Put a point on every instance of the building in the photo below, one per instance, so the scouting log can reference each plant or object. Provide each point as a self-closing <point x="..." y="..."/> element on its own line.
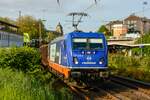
<point x="117" y="28"/>
<point x="55" y="33"/>
<point x="133" y="26"/>
<point x="59" y="29"/>
<point x="136" y="24"/>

§

### Directions
Everything in the records above should be printed exactly, apart from the pictures.

### Solved problem
Put a point on every instance of the building in the photo below, one per instance, so the scouting log can reference each plant or object. Provide each point as a self-closing <point x="..." y="..."/> element on its own line.
<point x="117" y="28"/>
<point x="55" y="33"/>
<point x="133" y="26"/>
<point x="59" y="29"/>
<point x="136" y="24"/>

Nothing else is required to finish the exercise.